* Activity: Each entry should be returned exactly as written, with no pictures carried over.

Stored data entries:
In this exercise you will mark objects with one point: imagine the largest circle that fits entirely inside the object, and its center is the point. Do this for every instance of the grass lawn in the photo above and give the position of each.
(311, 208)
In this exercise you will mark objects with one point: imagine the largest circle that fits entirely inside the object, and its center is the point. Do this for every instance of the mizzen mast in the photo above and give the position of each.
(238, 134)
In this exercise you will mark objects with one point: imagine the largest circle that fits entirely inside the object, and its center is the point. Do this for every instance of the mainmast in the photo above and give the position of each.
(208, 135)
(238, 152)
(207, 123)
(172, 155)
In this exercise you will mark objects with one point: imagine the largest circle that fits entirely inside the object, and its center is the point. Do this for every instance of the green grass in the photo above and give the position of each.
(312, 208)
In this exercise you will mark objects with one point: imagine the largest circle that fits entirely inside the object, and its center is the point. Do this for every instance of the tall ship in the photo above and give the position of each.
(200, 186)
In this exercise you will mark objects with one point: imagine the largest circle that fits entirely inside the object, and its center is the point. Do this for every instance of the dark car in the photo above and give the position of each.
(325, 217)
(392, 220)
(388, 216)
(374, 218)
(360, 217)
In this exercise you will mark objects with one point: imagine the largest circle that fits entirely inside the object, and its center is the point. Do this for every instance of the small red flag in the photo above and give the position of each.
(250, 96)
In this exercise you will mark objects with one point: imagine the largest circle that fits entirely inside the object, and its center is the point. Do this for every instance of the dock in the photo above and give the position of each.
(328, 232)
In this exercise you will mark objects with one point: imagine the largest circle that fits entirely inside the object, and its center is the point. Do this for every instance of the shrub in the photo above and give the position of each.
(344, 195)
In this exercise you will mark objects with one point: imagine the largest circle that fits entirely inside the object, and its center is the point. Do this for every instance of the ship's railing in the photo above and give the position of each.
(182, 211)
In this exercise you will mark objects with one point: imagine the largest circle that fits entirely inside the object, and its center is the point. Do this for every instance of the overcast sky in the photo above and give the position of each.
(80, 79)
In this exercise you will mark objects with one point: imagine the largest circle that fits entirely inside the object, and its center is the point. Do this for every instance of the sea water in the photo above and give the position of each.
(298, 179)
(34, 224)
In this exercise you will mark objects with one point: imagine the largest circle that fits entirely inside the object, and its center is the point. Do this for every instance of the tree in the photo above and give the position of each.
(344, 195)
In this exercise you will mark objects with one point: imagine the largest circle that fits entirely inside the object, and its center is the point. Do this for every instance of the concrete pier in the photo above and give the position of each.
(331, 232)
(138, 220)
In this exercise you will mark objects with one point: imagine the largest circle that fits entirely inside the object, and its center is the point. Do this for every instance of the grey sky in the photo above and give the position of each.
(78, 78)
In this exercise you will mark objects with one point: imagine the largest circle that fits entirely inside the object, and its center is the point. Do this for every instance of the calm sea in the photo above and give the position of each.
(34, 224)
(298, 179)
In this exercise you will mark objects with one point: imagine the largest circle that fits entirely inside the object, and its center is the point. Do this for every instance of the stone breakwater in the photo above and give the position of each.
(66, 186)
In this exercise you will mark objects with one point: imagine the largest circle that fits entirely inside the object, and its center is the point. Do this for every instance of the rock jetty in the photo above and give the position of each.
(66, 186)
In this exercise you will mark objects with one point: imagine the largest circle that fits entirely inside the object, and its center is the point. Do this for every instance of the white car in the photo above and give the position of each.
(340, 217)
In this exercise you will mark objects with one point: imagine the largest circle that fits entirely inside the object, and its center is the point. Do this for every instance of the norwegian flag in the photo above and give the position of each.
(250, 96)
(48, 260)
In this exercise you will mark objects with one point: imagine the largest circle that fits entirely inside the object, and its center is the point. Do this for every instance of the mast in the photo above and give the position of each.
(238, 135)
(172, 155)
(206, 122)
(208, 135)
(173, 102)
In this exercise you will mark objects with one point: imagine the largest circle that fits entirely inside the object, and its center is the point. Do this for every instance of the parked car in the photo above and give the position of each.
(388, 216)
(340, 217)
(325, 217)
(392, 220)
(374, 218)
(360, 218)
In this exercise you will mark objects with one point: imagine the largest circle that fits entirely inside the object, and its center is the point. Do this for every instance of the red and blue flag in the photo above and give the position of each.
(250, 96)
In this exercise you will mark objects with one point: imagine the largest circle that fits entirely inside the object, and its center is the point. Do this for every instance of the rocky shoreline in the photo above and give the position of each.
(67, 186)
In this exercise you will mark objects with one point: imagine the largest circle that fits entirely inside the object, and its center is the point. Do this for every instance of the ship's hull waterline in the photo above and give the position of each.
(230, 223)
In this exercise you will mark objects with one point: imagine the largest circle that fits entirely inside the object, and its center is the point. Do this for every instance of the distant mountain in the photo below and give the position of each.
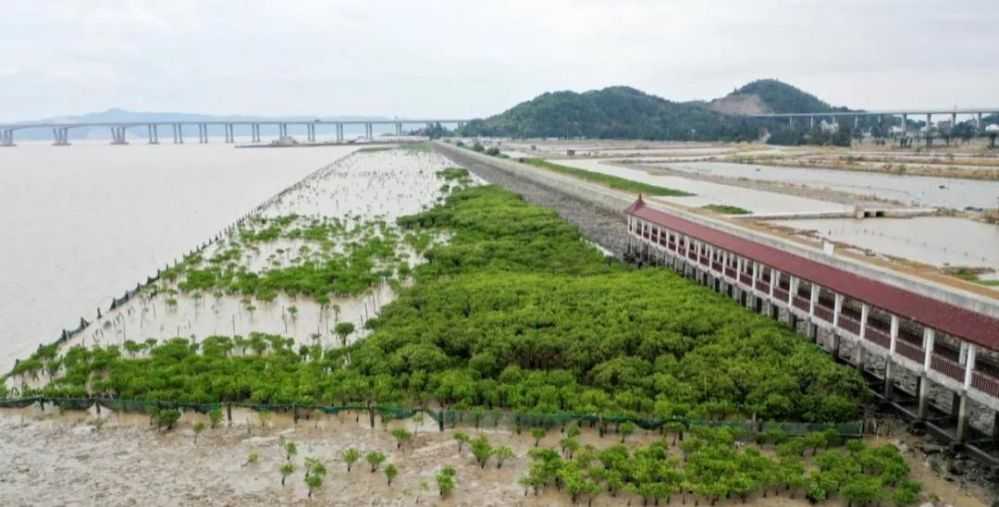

* Output for this task:
In this exercise you will mark objects with one point: imagine the largest circle that fits entirely inside the object, and its center is the point. Do this for every instance of the grass lawn in the photo above and give the position of each.
(311, 208)
In this exercise you will mark objects with one point: imagine the largest circle that fits entirely inside the object, and its center is the point. Do this for every instance of the mizzen mast in the photo above and give the position of each.
(238, 134)
In this exercise you will mark objects with one point: imagine the largest circle that fits entirely inside the object, and its center is the point. Do this for every instance of the mainmast in the photo above and give the position of each.
(208, 135)
(238, 152)
(207, 123)
(172, 155)
In this exercise you will mark objects with one point: imagine the largest circle that fits entirely inside the object, and its center is the point. Do this for every instance of the green grass in the photo above and give the position of each.
(312, 208)
In this exercise you will mark objects with one point: imagine the largest circle that fits entirely inside the object, and its center is the point. Do this for every instance of the tall ship in the photo above and give the position of each.
(200, 186)
In this exercise you will mark objects with one point: imagine the largest circle that fits entirely inside the object, and its center is the point. Do this for every instance of the dark car in the photo above and give the position of each.
(325, 217)
(392, 220)
(388, 216)
(374, 218)
(360, 217)
In this exercise you will mark objects with one point: imagine the largest circle that fits entirely inside the object, and its center is the point. Do this for every instance of the small red flag in the photo above and give the position of each.
(250, 96)
In this exercise you will mark objects with one point: imagine the largest circle that fits entirely inside the object, and its center is the point. Do this for every instance of the dock in the photo above and give the position of each.
(328, 232)
In this exercise you will mark objects with one point: imagine the largest circle that fits entirely inside the object, and its center is the point. Do this for every instance of the shrub in the photo above and give the position of each.
(344, 195)
In this exercise you will mark objects with one point: imagine the largest circle that fits entirely inside the object, and its center is the point. Do this for every instance of the ship's railing in the photo above and give the position of each.
(182, 211)
In this exercise you will mark objects with one point: imagine the largest circle that fits entirely inside the object, and its center is the point. Do this for every instance of the overcast sky in the photo above and give the position of each.
(80, 79)
In this exercise you will mark objects with one point: imagine the largest circle that fits entirely inside the object, and its center is the point. Do this for every instance of the sea water in the photo above and give the position of each.
(298, 179)
(34, 224)
In this exercise you will mark objects with one point: imagine the largest circle that fits entirely inside the object, and its center is the point. Do this for every instance of the tree in the photo above and give the position of each.
(344, 195)
In this exercise you will mark objects with one point: imagine the largest circle that fits entirely inside the object, and its center is the point. Do this for every instance of the concrete pier in the photo above and give the position of each.
(331, 232)
(138, 220)
In this exercise you will mark objects with one point: imagine the largest circle that fits entirely inside the object, and its center is the point. Do this for every instance of the grey sky in the photo above and give the position of each.
(78, 78)
In this exercise you will mark objects with one point: imagine the largest circle that fits entirely inside the object, and its center is the point. Do this for every instance of the calm sea in the photo above and give the position of each.
(34, 224)
(298, 179)
In this exercise you will mark objects with one point: imagine the largest circle that fits entirely inside the object, and its center is the point. Do this for every instance of the stone breakwater in the photo above and give the position of each.
(66, 186)
In this exercise you will mark objects with one point: imagine the largest circle that fits entirely inside the object, and its center is the point. Do this for every instance of the rock jetty in the photo above and give the position of each.
(66, 186)
In this exercise you will mark objects with one point: imagine the largest circle that fits entirely inside the object, and its center is the point. Do this for every instance of the white car in the photo above and give the position of each.
(340, 217)
In this exercise you will mark objects with one point: imagine the largest circle that fits entirely inside the object, and its center is the point. Do this for every instance of the norwegian flag in the photo above and give the position of each.
(250, 96)
(48, 260)
In this exercise you will mark objects with one point: imagine the largest circle that fits entirely inside the object, and its center is the point. Do this for every instance of the mast in the photo above and give the position of each.
(238, 135)
(172, 155)
(206, 122)
(208, 135)
(173, 102)
In this exercise you will mark objects with one point: imagine the largest circle that fits entirely inside the object, and its center is the point. Do this for every instance of the parked car in the photo above and give the position of each.
(388, 216)
(340, 217)
(325, 217)
(392, 220)
(374, 218)
(360, 218)
In this exercise you will mark objects with one point: imagine the largest circle that fits entirely inside the object, and its center is the point. Do this for every instance of the red and blue flag in the photo above and give the position of each.
(250, 96)
In this exercise you will mark objects with one point: imagine the largest circle that fits entirely inside the object, and its center is the point. Do this for every instance of the rocky shoreline in the photo above and give the position of each.
(67, 186)
In this exercise you will mark objects with one point: imagine the largest circle that fits entirely inside the object, and its center is the point. Do this for every instance of the ship's hull waterline in the photo above and give the position of each.
(230, 223)
In this exercise you will mark objects with one point: imagine the largest circle that fits entirely inside the object, and its center is the point. Do this for every instance of the distant mountain in the photo below and give the position of each.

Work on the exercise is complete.